BEGIN PROVIDED DATA

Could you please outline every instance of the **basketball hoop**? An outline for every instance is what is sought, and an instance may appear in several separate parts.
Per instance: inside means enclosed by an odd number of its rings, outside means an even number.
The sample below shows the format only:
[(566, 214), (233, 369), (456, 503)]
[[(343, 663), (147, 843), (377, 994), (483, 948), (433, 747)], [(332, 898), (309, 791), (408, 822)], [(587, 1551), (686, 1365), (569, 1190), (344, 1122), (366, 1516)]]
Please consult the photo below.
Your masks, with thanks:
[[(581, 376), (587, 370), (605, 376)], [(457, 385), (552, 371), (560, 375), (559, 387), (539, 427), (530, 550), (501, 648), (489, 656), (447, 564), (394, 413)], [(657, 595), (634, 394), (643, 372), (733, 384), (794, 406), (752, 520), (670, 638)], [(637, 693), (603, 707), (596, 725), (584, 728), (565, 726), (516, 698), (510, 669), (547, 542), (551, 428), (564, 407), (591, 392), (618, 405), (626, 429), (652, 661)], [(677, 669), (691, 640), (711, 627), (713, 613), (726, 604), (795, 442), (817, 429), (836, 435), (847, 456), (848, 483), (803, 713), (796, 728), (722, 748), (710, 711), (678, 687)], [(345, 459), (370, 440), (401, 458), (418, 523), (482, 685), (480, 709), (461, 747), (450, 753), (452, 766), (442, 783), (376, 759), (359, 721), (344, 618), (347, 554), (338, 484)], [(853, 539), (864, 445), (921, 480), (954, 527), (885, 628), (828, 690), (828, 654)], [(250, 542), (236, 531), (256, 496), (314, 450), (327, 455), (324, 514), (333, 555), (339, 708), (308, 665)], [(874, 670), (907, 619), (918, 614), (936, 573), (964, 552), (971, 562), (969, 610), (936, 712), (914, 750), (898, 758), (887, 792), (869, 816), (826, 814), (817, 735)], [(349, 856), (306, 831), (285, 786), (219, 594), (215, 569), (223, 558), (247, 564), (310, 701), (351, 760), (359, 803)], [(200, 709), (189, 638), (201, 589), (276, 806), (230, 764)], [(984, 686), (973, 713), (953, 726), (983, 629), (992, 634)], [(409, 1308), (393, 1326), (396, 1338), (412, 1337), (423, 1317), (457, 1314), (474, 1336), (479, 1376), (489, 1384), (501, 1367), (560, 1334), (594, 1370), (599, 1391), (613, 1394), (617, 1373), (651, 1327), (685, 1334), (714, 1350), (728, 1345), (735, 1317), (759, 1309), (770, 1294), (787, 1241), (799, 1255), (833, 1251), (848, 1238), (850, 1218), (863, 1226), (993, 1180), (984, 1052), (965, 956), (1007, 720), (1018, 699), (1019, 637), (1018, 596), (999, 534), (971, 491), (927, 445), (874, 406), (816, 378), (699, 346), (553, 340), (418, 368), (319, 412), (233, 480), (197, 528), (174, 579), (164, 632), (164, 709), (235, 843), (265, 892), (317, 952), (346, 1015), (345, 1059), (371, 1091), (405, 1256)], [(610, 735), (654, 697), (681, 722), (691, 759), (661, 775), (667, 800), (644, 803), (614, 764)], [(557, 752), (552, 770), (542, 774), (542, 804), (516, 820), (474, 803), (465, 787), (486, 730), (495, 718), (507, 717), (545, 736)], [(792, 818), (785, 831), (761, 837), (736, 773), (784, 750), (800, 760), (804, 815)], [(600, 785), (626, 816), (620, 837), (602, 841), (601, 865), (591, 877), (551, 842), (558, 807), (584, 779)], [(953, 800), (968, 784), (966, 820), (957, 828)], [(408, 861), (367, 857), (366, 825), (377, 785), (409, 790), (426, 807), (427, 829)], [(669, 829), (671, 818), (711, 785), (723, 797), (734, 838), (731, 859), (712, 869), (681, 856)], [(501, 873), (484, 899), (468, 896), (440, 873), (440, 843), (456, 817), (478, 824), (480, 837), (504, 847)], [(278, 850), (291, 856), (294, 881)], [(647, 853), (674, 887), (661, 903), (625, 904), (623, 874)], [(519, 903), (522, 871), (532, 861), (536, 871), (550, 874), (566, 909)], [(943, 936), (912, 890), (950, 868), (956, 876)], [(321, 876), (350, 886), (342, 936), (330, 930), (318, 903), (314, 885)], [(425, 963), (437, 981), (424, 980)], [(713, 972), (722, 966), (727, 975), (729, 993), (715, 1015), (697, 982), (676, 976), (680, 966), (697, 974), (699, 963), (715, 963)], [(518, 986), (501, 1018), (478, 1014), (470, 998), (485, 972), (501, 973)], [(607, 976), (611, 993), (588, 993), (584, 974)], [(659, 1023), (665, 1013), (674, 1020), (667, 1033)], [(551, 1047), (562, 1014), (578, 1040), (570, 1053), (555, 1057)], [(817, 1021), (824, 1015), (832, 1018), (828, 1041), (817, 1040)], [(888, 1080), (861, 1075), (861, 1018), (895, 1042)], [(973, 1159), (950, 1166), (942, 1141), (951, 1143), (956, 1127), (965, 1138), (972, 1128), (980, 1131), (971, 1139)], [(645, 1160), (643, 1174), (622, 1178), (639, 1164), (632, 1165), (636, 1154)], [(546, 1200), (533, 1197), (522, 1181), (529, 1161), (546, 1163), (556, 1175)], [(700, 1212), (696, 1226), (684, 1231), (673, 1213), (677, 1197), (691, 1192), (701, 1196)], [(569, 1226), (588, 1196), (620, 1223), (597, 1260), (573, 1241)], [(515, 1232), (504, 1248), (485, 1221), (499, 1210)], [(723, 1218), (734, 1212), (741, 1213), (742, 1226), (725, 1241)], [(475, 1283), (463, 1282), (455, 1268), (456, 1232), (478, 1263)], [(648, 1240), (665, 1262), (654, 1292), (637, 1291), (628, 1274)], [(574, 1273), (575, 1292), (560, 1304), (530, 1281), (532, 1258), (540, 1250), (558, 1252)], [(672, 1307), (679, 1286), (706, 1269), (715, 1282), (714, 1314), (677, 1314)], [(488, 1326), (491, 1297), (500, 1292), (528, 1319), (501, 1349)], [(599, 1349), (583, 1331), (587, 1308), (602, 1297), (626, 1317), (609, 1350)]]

END PROVIDED DATA

Would you please repeat exactly the lines above, starting at the line with "[(566, 214), (233, 369), (456, 503)]" and stopping at the line with "Please consult the photo below.", both included?

WRITTEN SOLUTION >>
[(566, 214), (233, 369), (456, 503)]
[[(343, 663), (147, 843), (377, 994), (483, 948), (433, 747)], [(332, 898), (309, 791), (408, 822)], [(587, 1551), (686, 1365), (569, 1190), (344, 1122), (366, 1516)]]
Please consult the photo below.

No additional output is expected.